Please copy out every entry below word for word, keeping each line in its original order.
------
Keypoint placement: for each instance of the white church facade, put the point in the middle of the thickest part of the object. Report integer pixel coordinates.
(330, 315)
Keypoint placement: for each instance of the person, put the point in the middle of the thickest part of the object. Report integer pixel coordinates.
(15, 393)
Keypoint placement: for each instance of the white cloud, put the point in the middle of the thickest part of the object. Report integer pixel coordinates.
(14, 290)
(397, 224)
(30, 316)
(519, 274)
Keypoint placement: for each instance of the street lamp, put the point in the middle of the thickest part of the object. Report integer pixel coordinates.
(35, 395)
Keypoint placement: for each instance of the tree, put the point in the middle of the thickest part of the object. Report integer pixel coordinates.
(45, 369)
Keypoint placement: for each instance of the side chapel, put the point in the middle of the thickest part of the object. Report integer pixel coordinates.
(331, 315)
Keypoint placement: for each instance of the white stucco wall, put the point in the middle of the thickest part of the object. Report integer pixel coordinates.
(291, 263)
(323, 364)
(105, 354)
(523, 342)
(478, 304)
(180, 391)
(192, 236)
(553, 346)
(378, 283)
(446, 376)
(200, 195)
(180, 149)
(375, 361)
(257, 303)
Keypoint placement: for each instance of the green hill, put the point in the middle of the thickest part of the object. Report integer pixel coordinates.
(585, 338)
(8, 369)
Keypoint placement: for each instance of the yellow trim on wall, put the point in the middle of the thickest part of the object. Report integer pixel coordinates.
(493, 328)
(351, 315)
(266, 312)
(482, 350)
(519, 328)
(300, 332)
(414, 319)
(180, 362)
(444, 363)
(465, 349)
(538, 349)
------
# WRITTEN RESPONSE
Keypoint placement: for each instance of the white church facade, put the point in the middle of the thickest part of the object. Report integer pixel coordinates.
(330, 315)
Keypoint placement: for each instance of the person, put the point in the middle of the thickest part of the object. Report integer pixel coordinates.
(15, 393)
Keypoint placement: for each instance of the white cloud, put the point in the middle of the thickest part of the object. Report integer pixel coordinates.
(14, 290)
(397, 224)
(30, 316)
(519, 274)
Keypoint placement: for each instance of the street lamp, put the point in the middle of the thickest part of the object. Report integer pixel coordinates.
(35, 395)
Keypoint placement: for each instance of the tree, put the point in the middle of the thickest part of the object. Report integer pixel coordinates.
(45, 369)
Keypoint placement: for each instance of the side chapel, put the point in the middle of the thickest part of the object. Report integer pixel coordinates.
(331, 315)
Keypoint placement: for each instance of the white stucco wall, put the point in the middle of the thickest part of the object. Report integer pixel coordinates.
(291, 263)
(323, 364)
(105, 354)
(523, 342)
(478, 304)
(180, 391)
(192, 236)
(553, 346)
(378, 283)
(446, 376)
(200, 195)
(180, 149)
(375, 361)
(257, 303)
Keypoint placement: for each instance of the green hill, put the point in the middle of the thickest part of the object. Report integer pixel coordinates.
(585, 338)
(8, 369)
Keypoint placement: for each instance of the yellow trim on wall, put the point in the middle of the thickest part of the object. Report integer pixel coordinates.
(493, 328)
(351, 315)
(266, 312)
(482, 350)
(519, 328)
(300, 332)
(414, 319)
(180, 362)
(444, 363)
(465, 349)
(538, 349)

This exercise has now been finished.